— begin Input records —
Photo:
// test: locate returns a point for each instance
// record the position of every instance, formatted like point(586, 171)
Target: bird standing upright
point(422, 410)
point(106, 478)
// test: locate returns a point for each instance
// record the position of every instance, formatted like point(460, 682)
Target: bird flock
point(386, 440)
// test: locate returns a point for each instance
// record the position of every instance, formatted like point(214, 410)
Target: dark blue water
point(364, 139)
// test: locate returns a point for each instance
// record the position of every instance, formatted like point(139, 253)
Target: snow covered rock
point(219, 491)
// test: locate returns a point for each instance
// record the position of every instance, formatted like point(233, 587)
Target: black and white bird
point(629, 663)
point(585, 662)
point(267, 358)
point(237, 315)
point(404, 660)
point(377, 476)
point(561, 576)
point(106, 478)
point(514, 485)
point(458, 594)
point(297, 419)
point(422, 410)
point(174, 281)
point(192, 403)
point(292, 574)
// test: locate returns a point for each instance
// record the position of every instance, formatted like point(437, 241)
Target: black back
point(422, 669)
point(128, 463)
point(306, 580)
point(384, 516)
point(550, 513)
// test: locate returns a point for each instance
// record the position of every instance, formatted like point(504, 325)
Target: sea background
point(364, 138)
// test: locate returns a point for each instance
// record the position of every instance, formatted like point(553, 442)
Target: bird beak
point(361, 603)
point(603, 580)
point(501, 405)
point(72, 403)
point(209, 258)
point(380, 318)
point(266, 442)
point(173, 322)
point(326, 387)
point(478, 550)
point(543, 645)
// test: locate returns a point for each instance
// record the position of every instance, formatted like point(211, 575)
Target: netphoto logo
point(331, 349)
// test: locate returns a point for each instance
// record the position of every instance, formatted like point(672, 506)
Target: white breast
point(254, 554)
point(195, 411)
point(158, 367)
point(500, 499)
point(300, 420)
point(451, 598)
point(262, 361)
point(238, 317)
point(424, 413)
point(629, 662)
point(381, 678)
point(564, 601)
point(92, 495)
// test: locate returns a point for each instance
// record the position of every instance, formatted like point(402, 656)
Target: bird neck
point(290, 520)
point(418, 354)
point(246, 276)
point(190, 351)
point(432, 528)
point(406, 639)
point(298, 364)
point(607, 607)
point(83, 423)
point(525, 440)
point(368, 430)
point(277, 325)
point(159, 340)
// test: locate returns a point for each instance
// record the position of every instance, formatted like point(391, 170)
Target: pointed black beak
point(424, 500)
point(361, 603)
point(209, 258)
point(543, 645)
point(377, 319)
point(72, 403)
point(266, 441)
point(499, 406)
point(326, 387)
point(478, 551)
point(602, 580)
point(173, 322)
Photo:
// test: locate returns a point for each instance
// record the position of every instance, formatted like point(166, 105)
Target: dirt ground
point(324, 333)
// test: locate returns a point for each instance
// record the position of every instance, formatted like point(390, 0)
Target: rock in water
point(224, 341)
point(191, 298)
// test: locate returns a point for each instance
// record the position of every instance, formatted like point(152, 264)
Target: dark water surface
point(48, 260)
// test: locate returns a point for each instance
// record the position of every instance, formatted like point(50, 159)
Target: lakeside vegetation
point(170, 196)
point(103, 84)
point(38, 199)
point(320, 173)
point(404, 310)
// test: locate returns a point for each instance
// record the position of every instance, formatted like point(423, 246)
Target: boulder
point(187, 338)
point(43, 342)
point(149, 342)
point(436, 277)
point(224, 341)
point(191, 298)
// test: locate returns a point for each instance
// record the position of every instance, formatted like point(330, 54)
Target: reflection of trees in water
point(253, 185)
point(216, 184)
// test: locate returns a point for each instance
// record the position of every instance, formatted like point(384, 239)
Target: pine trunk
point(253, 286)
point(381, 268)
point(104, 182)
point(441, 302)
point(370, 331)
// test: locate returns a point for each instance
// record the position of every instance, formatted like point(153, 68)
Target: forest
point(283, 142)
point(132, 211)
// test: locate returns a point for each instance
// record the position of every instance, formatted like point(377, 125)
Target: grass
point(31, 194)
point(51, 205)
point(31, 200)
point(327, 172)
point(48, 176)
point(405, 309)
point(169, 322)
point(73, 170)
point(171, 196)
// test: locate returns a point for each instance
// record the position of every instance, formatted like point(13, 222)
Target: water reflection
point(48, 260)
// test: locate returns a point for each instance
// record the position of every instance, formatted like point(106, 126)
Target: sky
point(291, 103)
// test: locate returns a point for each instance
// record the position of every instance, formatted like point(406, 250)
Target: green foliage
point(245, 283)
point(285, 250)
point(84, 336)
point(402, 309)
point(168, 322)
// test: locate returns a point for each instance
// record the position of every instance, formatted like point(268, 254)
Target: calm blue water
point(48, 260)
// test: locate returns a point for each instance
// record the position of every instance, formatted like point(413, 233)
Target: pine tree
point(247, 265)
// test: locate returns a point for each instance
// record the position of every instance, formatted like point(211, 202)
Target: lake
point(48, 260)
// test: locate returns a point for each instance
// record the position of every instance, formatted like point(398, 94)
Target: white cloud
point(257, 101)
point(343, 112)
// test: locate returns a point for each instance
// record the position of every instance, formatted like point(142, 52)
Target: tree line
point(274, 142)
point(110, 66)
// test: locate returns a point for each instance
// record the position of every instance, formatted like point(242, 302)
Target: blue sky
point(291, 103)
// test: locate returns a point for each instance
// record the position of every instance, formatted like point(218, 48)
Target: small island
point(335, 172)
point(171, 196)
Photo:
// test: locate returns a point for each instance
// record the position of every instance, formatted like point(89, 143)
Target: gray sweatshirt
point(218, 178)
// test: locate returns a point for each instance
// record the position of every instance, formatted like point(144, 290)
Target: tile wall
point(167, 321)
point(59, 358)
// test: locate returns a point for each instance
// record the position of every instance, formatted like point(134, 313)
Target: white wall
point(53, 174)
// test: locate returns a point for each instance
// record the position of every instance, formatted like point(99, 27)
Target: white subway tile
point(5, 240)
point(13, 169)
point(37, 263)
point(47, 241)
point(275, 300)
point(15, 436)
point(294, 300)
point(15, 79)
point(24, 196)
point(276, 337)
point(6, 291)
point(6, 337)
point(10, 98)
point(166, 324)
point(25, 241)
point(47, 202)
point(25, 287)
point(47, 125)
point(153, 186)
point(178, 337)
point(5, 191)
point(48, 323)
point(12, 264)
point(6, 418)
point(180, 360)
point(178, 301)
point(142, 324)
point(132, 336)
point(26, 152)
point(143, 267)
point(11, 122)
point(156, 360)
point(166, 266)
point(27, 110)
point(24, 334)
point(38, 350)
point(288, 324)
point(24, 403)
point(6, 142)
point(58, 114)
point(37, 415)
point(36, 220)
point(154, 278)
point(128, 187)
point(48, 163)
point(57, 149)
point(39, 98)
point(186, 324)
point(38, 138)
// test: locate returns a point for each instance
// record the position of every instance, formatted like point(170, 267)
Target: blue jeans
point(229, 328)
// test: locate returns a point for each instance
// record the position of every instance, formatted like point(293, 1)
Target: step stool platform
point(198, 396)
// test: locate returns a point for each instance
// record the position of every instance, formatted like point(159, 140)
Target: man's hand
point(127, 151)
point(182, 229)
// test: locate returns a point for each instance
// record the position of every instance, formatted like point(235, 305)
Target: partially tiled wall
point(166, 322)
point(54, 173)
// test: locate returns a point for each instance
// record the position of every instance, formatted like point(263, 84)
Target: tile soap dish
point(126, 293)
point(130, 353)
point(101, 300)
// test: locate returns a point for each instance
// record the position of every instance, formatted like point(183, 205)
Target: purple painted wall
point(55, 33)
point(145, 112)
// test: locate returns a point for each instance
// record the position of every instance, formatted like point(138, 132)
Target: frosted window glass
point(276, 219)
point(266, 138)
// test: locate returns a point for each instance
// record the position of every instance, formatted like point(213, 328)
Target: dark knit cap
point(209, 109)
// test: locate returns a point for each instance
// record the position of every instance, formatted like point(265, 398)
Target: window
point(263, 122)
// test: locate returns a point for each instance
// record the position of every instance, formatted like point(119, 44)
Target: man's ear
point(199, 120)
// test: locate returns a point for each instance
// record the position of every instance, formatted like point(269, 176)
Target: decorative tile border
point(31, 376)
— end Input records —
— begin Input records —
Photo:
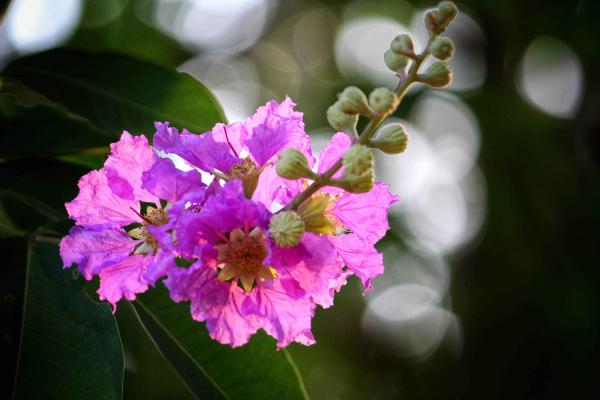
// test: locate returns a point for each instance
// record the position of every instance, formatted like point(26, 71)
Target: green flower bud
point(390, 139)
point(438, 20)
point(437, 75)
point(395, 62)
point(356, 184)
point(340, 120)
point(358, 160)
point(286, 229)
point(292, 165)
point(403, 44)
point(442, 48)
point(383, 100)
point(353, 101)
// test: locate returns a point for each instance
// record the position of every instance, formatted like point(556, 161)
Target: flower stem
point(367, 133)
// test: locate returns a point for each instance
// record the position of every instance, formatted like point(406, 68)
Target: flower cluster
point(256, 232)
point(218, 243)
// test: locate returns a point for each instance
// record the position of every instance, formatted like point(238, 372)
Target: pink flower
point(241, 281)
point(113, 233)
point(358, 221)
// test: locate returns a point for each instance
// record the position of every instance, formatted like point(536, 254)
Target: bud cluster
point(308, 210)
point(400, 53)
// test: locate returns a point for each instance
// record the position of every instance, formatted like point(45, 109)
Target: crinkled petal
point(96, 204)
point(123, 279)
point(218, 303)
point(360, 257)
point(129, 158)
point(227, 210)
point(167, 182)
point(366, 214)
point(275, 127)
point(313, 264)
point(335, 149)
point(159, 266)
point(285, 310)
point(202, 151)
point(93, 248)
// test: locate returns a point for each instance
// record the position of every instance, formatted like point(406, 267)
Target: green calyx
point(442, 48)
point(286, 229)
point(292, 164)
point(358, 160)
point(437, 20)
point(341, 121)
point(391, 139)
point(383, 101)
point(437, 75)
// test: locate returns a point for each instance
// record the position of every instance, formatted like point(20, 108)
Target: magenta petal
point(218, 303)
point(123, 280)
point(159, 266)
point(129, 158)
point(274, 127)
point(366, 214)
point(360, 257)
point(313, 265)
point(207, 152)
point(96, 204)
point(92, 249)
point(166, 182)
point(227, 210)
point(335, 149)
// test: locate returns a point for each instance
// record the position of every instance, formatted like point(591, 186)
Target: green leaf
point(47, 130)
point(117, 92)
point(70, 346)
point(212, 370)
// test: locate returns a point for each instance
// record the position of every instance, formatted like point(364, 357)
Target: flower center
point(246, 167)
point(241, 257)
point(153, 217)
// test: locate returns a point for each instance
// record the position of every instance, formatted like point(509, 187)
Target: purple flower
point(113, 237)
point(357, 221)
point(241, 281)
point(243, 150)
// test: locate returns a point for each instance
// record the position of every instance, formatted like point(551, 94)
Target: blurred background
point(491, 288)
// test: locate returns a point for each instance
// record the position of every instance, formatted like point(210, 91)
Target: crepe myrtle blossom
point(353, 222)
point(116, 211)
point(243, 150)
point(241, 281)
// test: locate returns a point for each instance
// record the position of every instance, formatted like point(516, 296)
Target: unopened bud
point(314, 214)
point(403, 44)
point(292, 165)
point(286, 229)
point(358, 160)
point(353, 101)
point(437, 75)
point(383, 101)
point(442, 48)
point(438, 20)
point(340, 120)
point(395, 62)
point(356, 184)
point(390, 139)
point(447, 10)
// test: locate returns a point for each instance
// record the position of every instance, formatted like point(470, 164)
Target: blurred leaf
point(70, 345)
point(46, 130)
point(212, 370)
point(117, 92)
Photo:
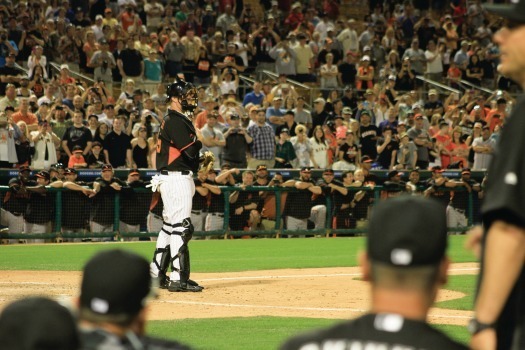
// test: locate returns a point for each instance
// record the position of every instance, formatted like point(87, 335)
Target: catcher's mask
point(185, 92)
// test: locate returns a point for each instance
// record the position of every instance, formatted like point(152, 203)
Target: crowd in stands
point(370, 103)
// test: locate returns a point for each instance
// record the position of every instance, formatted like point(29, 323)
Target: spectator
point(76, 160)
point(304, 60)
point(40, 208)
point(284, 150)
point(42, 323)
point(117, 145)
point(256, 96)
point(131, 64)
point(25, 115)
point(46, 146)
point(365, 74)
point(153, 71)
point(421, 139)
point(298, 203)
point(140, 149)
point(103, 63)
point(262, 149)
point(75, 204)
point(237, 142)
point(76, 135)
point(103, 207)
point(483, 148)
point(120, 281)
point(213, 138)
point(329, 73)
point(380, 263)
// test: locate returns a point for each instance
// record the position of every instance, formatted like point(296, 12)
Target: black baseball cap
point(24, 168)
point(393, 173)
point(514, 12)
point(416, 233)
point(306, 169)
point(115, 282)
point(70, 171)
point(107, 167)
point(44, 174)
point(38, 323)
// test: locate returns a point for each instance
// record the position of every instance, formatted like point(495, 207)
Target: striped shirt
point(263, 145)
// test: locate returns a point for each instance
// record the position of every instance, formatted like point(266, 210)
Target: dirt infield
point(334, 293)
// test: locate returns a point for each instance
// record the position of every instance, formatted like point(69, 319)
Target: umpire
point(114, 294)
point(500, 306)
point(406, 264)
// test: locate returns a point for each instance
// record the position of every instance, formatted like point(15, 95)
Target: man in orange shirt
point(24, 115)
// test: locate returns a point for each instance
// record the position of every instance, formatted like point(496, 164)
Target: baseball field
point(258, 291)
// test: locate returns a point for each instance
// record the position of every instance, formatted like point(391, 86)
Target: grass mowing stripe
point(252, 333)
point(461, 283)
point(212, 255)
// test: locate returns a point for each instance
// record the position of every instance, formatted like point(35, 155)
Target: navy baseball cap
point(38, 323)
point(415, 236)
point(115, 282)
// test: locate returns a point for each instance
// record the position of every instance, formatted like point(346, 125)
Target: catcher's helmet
— end Input records —
* Task details *
Pick out every line in the material above that contains the word "wall", and copy each one.

* Task output *
Target: tile wall
Target: white wall
Target: partially tiled wall
Target: purple painted wall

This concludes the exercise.